▶ [REQUIRED TASKS]:
1. In the monkeypox report, who is Iowa prioritizing for vaccine administration?
2. For each statement, say whether the monkeypox report supports it: (a) Monkeypox is considered a sexually transmitted infection. (b) Monkeypox can take up to 21 days to develop after exposure. (c) The virus can spread through kissing.
3. Continue the monkeypox report from its last sentence.

▶ [PAGE EXCERPT]:
The Iowa Department of Public Health confirmed with The Gazette that the State Hygienic Lab had tested more than a dozen people as of Wednesday, but did not specify whether there were more probable cases among that group.
Currently, Iowa has a limited allocation of monkeypox vaccine, said Iowa public health spokeswoman Sarah Ekstrand. Because of this, vaccine administration has been prioritized for close contacts of infected individuals as a post-exposure prophylaxis.
Health experts say getting the vaccine after a recent exposure can reduce the chance of a person being infected with monkeypox, and it can help reduce symptoms if the individual does get it.
Should vaccine allocation to states increase, Ekstrand said the state public health department “may shift to a pre-exposure prophylaxis administration.”
Infection from the monkeypox virus occurs through skin-to-skin contact and through contact with an infected individual’s rash or sores, or touching the clothing and bedding that has been in contact with those rashes or sores. The virus also can spread through respiratory secretions during prolonged face-to-face contact, such as kissing.
Monkeypox is not considered a sexually transmitted infection, but it often spreads through intimate contact.
People typically develop monkeypox seven to 14 days after exposure, but it can take up to 21 days, public health officials said.

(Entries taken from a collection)
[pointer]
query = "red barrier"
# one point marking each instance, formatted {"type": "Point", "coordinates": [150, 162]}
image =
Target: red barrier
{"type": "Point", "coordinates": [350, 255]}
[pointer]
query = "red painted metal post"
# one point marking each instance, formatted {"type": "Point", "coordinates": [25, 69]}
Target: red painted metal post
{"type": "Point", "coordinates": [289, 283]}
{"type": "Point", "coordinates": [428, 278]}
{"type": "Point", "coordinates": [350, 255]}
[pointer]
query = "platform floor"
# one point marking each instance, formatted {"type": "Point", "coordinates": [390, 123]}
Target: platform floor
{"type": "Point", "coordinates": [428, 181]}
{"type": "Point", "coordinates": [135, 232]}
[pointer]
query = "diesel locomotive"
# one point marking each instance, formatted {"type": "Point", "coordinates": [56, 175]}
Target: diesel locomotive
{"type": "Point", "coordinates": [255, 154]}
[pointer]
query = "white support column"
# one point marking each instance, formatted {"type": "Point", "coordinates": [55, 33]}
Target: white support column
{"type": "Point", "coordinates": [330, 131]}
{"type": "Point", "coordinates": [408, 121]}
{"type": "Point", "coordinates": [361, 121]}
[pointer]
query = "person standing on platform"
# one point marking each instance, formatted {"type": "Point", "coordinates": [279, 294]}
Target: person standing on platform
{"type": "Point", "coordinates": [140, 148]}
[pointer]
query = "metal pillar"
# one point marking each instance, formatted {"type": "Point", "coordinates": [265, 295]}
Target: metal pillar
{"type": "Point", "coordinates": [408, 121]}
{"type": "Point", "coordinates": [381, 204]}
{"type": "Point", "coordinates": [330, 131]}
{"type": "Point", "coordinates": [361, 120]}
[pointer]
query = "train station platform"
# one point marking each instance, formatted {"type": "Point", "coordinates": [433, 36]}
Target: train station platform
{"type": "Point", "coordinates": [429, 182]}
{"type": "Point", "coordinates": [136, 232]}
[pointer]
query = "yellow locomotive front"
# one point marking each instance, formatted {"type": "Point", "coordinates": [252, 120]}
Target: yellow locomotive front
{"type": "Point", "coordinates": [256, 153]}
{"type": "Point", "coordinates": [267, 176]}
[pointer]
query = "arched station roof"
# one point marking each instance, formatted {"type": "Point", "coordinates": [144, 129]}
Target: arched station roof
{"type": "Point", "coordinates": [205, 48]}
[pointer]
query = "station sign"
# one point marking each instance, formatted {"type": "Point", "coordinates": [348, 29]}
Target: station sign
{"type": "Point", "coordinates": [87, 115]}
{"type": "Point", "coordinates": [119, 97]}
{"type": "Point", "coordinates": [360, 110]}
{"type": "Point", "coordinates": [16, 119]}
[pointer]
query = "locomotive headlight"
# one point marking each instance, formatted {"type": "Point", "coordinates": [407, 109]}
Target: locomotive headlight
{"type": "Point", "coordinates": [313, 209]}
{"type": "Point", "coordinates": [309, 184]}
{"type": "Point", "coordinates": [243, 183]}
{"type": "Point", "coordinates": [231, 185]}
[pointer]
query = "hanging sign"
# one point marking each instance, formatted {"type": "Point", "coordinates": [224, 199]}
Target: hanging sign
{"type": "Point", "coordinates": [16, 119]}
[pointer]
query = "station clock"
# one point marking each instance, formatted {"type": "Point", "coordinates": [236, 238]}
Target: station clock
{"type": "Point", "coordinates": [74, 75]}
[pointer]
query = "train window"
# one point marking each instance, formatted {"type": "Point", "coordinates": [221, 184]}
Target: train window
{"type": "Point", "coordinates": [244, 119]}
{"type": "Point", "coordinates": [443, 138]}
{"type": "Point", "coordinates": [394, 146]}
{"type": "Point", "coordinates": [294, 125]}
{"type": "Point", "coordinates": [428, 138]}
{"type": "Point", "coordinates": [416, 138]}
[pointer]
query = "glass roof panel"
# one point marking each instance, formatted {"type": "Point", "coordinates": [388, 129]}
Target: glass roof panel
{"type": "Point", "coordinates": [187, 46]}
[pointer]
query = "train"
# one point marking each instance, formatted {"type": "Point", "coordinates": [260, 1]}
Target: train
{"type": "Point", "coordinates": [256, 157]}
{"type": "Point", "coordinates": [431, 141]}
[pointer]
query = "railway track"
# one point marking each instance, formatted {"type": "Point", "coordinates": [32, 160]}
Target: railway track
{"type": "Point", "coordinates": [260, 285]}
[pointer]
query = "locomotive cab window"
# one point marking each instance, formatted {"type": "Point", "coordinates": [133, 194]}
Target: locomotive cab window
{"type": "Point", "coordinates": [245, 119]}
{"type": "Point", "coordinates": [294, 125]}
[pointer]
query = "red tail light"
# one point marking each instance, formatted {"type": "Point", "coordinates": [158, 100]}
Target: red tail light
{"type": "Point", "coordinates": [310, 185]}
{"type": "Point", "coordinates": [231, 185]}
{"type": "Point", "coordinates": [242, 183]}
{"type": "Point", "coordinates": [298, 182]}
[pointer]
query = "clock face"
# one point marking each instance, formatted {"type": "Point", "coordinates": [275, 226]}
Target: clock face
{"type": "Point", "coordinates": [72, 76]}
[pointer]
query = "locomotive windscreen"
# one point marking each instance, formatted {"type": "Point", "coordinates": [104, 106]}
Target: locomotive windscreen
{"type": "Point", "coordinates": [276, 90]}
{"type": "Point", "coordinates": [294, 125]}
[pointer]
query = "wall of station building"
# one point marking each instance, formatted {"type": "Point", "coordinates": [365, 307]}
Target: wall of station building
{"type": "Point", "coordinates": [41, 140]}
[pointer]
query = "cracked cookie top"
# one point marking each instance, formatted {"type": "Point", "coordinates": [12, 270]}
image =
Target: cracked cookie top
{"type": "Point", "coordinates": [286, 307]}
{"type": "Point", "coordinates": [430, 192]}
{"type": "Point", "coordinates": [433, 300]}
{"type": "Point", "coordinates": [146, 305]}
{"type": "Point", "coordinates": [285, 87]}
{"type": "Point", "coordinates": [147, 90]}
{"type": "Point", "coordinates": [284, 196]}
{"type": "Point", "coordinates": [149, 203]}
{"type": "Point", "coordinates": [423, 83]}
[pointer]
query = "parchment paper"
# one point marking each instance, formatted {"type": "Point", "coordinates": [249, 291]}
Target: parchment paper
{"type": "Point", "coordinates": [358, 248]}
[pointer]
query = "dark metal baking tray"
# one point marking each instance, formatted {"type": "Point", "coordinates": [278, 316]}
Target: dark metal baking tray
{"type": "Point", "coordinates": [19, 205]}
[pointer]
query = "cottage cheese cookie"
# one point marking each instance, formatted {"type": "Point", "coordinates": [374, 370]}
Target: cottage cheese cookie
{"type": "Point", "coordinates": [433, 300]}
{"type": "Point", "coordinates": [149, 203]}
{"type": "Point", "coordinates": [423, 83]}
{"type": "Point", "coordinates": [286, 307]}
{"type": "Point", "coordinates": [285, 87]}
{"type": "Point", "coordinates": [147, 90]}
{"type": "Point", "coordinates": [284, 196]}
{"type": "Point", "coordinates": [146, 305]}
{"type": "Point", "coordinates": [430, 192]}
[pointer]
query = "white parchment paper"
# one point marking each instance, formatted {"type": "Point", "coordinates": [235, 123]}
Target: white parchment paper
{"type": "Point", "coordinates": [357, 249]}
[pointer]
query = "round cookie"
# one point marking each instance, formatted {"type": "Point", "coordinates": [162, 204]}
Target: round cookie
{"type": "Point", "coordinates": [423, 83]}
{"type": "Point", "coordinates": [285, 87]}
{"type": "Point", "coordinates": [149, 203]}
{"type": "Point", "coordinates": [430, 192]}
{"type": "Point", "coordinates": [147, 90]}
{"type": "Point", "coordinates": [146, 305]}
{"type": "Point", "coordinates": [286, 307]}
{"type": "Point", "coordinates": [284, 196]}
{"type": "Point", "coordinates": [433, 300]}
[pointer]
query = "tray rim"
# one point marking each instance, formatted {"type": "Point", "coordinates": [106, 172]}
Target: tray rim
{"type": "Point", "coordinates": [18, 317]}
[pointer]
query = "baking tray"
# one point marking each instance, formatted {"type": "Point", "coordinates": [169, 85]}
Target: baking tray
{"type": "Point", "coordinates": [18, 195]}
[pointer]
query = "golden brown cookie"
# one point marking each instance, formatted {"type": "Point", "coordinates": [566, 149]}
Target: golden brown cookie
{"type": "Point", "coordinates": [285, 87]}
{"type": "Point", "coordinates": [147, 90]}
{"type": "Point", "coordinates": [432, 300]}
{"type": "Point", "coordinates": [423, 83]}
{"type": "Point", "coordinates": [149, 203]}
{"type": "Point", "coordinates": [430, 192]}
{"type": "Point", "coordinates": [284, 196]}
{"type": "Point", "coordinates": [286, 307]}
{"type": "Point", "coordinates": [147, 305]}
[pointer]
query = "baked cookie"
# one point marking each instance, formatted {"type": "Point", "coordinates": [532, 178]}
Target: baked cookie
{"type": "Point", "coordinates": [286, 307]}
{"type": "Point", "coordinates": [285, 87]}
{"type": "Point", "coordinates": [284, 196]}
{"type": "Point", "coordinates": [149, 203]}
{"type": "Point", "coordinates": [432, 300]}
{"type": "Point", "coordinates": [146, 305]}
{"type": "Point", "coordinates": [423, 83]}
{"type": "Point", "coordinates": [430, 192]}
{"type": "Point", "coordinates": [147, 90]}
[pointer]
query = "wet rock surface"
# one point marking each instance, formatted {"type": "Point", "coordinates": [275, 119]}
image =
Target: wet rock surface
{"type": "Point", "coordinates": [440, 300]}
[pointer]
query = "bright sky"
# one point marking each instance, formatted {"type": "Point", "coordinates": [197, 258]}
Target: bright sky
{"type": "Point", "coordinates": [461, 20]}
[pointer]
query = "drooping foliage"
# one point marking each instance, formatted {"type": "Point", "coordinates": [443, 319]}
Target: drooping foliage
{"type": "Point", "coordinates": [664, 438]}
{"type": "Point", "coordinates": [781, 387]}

▶ [LIST OF ANSWERS]:
1. Close contacts of infected individuals, as a post-exposure prophylaxis.

2.
(a) No: "Monkeypox is not considered a sexually transmitted infection"
(b) Yes: "but it can take up to 21 days"
(c) Yes: "during prolonged face-to-face contact, such as kissing"

3.
On Wednesday, Johnson County confirmed its first case of monkeypox, marking the fifth such case in the state since the virus was first detected in Iowa earlier this month.
Of the four previous cases, two have been confirmed in the central region, one in the northeast region and one in the northwest region, according to the state public health department.
The telltale symptom of monkeypox is a rash that can look like pimples or blisters. These appear on the face, inside the mouth and on other parts of the body like the hands, feet, chest or genitals.
Other symptoms include:
- Muscle aches and backache
- Swollen lymph nodes
Local public health officials are encouraging the following people to seek guidance from their medical providers:
- Individuals who have been in contact with a confirmed or suspected case of monkeypox.
- Individuals who have recently traveled to an area where monkeypox cases are reported, especially if they have symptoms, such as a rash or sores.
- Individuals who symptoms are consistent with monkeypox, especially the characteristic rash and sores.